» **Vos tâches**:
a) Réécrivez le passage de l'extrait sur l'incinération des pneus compris entre « Les fumées noires » et « encore plus grave. », inclus, en remplaçant « pluie » par « neige ».
b) Traduisez en anglais la phrase suivante de l'extrait sur l'incinération des pneus : « Si respirées, ces particules peuvent se fixer dans les poumons et dans l'organisme. »
c) D'après l'extrait sur l'incinération des pneus, pourquoi le fait que le « carbon black » ne soit pas soluble dans l'eau n'est-il pas rassurant ? Répondez en une à trois phrases.
───── Extrait du document
Rien n’est moins sûr, selon l’écologiste « Ces particules très fines sont une source de pollution de l’air et affectent par le fait même tout l’écosystème du jurd », poursuit M. Abi Rached, estimant que la solution idéale consisterait à transporter ces résidus dans une décharge sanitaire. Dans cette perspective, Paul Abi Rached insiste sur la nécessité d’édicter une loi sur la protection des cimes, qui aiderait à classer ces jurds en tant que réserve naturelle.
Polémique au sein de la municipalité
Interrogé à ce sujet par L’OLJ, Mansour Wehbé, président du conseil municipal de Akoura, estime que les activistes gonflent l’affaire. « Cet incident n’est pas fréquent dans nos jurds. Il n’a eu lieu qu’une seule fois, il y a quelques jours », affirme-t-il d’emblée. La municipalité a immédiatement réagi, poursuit-il, identifiant le coupable, originaire de Ersal selon lui, qui a été arrêté par l’armée. Accusant certains activistes d’agiter cette question « pour servir des intérêts politiques », le président du conseil municipal assure que les centaines de trous noirs trouvés dans les jurds ont été causés par des manœuvres d’entraînement de l’armée. « J’ai tout fait pour empêcher que ces manœuvres aient lieu dans ces secteurs, afin d’éviter notamment les dégâts sur l’environnement, mais en vain », explique-t-il.
Les propos tenus par Mansour Wehbé semblent toutefois infirmés par l’annonce, vendredi soir, par Élias Kamel, membre du conseil municipal de Akoura, de sa démission pour des raisons en relation avec cette polémique. Une annonce que M. Kamel a faite sur sa page Facebook. « L’armée n’a rien à voir avec l’incinération des pneus dans nos jurds, d’autant que la dernière manœuvre organisée par les soldats dans le secteur avait eu lieu en juillet », affirme M. Kamel. Il accuse notamment le président du conseil municipal de « manquer à son devoir et de se servir des manœuvres de l’armée comme prétexte ». « Cela fait plus de deux mois que les camions transportant des pneus usagés passent devant le siège même de la municipalité, tandis qu’ils sont en route vers les jurds pour y incinérer les pneus », martèle M. Kamel. En réponse à ces accusations, M. Wehbé reconnaît avoir effectivement reçu des plaintes à ce sujet, mais qu’à chaque fois qu’il envoyait des fonctionnaires de la municipalité pour inspecter les lieux, ceux-ci revenaient bredouilles.
Les fumées noires c’est du « carbon black ». De très fines particules qui entrent dans la composition des pneus. Le fait qu’ils ne soient pas solubles dans l’eau n’est pas rassurant pour autant. Si respirées, ces particules peuvent se fixer dans les poumons et dans l’organisme. Par ailleurs, même si non solubles, elles peuvent être « lessivées » par la pluie, polluer le sous-sol et atteindre quand même la nappe. Cette histoire est donc grave. Et l’on peut se douter que rien ne sera fait par les autorités. Et cela, c’est encore plus grave.
──────────
───── Informations fournies
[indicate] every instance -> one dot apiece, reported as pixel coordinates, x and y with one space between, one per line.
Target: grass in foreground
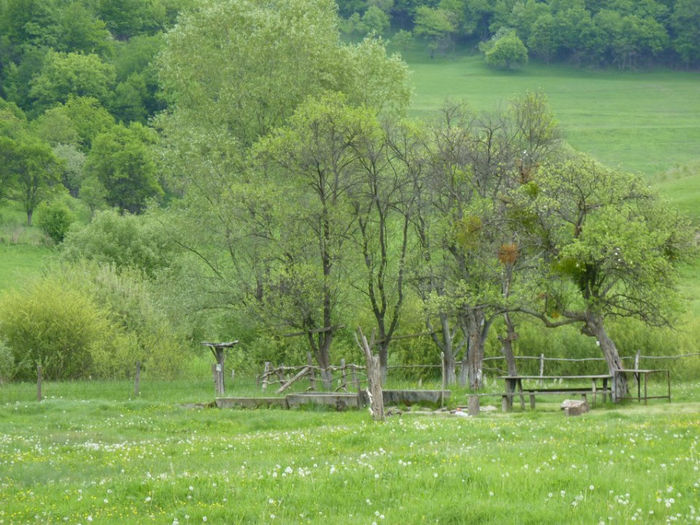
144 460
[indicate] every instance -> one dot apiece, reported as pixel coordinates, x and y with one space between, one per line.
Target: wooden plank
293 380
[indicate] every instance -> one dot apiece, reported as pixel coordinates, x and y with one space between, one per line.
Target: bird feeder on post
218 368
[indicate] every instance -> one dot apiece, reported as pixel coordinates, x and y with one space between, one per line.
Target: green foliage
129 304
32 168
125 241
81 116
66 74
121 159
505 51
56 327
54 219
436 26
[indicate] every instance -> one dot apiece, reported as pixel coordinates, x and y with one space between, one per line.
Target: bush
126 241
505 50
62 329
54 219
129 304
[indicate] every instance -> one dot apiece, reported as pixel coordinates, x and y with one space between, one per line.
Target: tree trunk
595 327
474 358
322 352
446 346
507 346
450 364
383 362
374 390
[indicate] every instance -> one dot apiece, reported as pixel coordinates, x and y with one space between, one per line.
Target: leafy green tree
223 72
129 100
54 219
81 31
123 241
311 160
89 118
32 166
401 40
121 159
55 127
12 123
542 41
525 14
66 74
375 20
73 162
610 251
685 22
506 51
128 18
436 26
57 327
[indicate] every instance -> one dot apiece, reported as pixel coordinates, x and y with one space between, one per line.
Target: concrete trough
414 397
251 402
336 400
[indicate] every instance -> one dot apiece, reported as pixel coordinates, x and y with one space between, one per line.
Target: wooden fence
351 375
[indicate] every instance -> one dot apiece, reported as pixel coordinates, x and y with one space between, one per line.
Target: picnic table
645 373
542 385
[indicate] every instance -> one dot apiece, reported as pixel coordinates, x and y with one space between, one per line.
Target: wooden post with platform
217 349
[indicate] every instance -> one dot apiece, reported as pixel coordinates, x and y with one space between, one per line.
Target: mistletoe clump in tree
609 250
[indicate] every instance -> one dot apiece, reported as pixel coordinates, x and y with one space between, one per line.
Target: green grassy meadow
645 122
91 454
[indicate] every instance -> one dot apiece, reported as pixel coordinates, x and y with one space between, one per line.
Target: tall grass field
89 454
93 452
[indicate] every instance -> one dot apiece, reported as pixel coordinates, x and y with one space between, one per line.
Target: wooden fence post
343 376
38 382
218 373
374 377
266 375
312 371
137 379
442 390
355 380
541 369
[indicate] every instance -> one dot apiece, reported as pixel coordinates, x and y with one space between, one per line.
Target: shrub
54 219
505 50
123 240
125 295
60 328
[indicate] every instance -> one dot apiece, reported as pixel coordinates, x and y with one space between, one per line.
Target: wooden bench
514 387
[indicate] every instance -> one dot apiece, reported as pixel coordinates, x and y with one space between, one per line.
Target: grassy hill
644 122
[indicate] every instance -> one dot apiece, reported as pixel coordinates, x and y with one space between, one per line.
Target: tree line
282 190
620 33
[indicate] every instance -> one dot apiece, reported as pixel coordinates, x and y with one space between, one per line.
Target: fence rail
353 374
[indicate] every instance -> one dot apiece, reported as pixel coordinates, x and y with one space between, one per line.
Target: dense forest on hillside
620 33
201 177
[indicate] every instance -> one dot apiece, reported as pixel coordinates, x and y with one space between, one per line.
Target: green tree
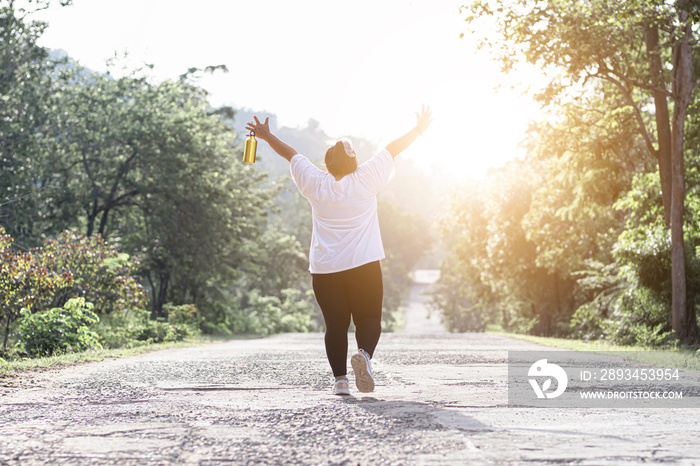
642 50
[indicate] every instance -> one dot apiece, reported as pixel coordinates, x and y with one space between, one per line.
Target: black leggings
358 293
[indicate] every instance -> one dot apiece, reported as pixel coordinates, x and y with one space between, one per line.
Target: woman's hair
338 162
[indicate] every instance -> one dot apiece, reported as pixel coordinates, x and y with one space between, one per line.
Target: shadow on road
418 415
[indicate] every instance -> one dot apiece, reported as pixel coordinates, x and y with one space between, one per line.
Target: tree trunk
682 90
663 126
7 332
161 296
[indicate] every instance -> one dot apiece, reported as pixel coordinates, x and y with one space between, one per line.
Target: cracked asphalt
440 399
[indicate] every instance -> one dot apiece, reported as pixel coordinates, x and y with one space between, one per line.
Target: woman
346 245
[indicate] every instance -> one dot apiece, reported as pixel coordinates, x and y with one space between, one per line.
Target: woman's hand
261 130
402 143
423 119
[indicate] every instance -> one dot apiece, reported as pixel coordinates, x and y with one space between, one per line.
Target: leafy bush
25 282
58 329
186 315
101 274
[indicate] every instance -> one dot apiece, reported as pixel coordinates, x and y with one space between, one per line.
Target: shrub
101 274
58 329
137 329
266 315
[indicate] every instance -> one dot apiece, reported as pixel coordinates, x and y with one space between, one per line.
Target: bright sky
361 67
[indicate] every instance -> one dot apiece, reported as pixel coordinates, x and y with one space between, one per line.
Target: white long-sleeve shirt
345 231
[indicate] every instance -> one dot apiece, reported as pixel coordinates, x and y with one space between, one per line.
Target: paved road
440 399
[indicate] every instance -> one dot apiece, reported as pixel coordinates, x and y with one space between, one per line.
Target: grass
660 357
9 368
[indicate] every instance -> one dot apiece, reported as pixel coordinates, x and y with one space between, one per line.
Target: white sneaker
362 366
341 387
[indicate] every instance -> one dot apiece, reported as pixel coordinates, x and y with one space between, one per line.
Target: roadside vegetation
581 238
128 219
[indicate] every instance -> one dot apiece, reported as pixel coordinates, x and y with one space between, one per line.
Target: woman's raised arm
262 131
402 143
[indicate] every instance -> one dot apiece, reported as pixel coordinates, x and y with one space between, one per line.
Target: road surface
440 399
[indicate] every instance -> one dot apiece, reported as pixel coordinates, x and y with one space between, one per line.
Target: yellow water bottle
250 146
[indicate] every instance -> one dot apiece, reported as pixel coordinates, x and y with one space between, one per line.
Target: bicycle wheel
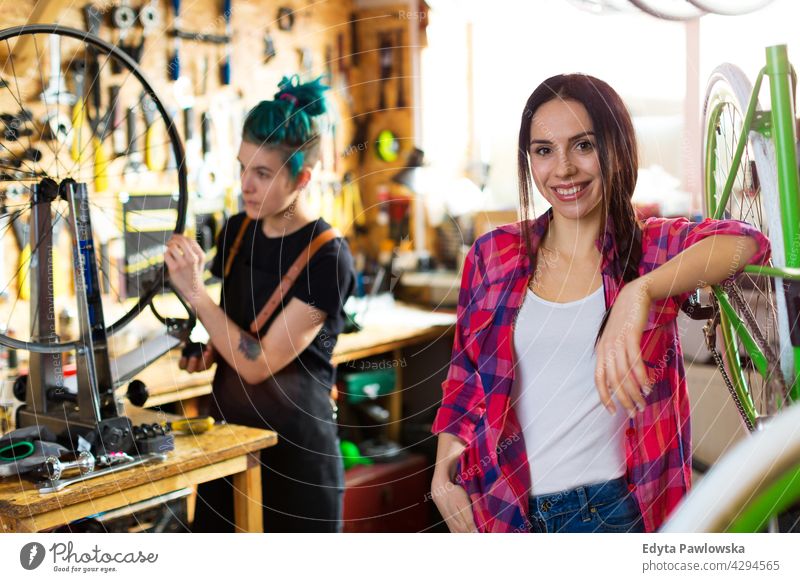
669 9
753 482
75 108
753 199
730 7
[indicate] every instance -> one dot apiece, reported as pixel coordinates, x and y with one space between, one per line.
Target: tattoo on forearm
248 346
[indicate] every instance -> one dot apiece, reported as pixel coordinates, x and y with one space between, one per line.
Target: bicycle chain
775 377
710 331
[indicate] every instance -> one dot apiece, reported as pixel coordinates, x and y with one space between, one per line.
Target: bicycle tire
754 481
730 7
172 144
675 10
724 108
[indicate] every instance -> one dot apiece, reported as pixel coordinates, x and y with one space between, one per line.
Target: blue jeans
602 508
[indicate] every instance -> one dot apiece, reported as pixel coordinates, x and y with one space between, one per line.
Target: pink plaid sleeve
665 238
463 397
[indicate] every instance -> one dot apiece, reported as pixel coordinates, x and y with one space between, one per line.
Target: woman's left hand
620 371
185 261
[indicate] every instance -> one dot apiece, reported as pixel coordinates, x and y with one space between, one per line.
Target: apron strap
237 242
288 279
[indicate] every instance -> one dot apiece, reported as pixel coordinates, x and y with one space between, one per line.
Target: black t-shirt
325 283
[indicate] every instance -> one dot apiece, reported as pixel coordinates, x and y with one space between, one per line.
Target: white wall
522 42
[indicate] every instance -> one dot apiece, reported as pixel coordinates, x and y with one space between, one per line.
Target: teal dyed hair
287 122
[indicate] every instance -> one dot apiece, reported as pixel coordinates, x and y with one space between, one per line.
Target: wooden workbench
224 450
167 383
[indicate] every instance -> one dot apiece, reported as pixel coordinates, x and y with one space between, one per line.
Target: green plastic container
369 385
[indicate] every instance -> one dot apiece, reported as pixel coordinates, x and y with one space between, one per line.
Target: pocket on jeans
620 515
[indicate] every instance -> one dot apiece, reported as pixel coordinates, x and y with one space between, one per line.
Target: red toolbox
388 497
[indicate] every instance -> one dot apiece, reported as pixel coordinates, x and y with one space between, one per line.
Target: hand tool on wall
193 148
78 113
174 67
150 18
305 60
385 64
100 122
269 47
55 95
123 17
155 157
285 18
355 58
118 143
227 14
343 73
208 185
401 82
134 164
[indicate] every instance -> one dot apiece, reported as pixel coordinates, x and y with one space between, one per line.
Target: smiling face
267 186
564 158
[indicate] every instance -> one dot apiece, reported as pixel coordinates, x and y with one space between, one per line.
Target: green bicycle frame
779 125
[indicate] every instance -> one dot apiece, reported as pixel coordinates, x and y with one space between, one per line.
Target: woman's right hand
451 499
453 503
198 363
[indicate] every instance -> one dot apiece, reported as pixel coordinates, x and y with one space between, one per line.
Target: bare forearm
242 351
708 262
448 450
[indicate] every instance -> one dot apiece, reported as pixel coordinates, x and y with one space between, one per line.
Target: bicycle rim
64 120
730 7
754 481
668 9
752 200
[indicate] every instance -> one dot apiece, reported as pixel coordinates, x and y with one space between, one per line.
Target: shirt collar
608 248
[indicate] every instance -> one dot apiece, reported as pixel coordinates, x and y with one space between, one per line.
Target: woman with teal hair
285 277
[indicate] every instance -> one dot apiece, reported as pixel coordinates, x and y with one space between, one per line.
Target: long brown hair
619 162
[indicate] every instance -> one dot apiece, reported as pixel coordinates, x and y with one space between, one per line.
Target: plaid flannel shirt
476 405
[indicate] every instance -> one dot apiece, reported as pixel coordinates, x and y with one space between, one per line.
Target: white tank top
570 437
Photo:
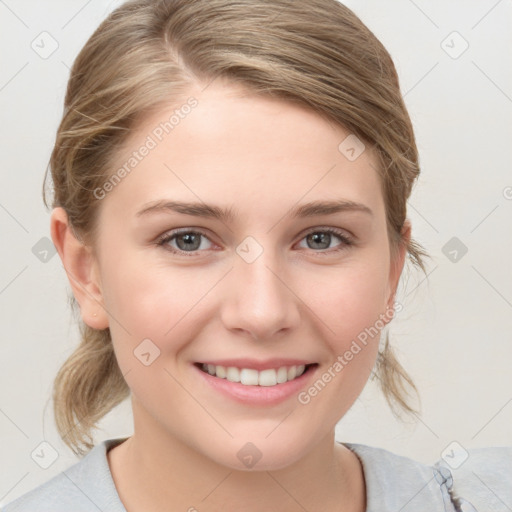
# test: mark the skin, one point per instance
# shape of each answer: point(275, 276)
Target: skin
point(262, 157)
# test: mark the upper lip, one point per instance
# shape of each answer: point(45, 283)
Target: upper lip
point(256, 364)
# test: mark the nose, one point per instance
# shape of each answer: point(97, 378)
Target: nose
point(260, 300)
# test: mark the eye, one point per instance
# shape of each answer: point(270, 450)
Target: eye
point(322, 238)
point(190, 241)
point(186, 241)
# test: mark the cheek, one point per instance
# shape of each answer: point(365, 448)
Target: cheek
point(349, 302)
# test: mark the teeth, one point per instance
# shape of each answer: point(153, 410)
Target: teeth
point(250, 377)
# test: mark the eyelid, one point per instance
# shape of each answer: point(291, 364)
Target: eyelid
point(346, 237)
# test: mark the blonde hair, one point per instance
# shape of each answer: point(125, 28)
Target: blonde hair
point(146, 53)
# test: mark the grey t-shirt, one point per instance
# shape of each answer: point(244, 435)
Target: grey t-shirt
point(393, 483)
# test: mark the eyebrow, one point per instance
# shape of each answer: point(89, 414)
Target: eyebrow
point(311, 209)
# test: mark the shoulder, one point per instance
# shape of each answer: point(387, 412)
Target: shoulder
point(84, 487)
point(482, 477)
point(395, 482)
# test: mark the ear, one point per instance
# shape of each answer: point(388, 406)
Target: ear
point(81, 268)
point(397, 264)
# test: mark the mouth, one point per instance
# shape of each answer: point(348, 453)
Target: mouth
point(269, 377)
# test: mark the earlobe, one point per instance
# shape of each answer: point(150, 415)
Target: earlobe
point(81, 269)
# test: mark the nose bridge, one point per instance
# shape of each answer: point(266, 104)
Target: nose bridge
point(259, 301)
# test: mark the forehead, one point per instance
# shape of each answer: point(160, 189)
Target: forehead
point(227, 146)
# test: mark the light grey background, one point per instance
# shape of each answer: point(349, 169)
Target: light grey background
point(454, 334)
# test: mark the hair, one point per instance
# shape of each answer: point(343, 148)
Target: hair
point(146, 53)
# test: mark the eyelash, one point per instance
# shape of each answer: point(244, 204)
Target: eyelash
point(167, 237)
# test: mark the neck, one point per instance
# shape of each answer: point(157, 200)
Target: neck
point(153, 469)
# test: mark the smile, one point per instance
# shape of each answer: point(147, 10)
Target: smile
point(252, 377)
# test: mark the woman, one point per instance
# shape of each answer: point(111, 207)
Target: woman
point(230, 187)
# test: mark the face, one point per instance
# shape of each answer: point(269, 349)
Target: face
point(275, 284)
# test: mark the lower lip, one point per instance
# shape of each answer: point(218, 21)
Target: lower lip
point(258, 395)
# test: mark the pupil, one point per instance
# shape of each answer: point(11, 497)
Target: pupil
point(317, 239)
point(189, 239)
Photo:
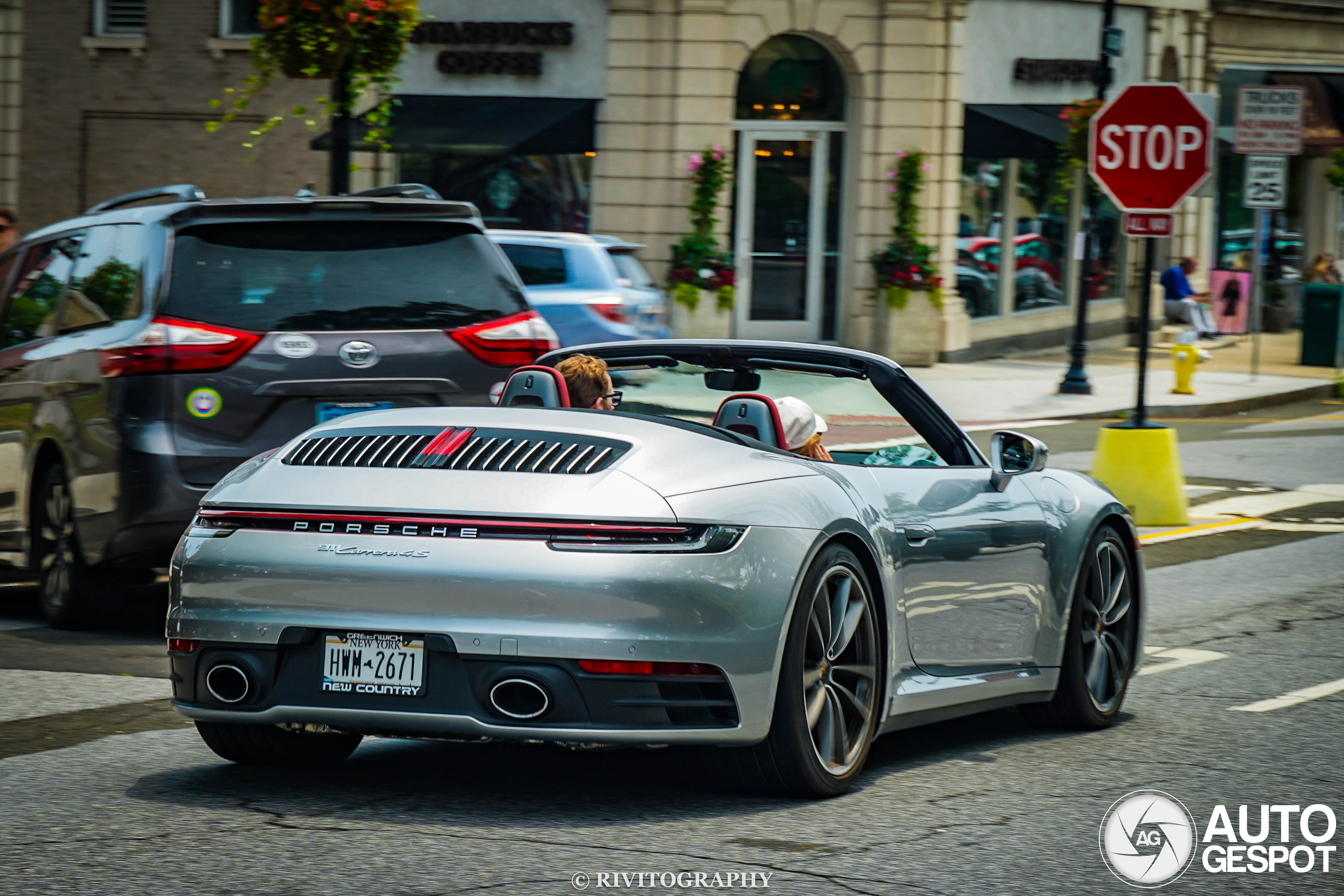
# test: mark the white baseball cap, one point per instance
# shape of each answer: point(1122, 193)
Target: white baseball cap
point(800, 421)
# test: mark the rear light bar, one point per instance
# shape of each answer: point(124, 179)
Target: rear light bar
──────────
» **Vos réponses**:
a)
Les fumées noires c’est du « carbon black ». De très fines particules qui entrent dans la composition des pneus. Le fait qu’ils ne soient pas solubles dans l’eau n’est pas rassurant pour autant. Si respirées, ces particules peuvent se fixer dans les poumons et dans l’organisme. Par ailleurs, même si non solubles, elles peuvent être « lessivées » par la neige, polluer le sous-sol et atteindre quand même la nappe. Cette histoire est donc grave. Et l’on peut se douter que rien ne sera fait par les autorités. Et cela, c’est encore plus grave.

b) If inhaled, these particles can settle in the lungs and in the body.

c) Ces particules, si elles sont respirées, peuvent se fixer dans les poumons et dans l'organisme. De plus, même non solubles, elles peuvent être « lessivées » par la pluie, polluer le sous-sol et atteindre malgré tout la nappe.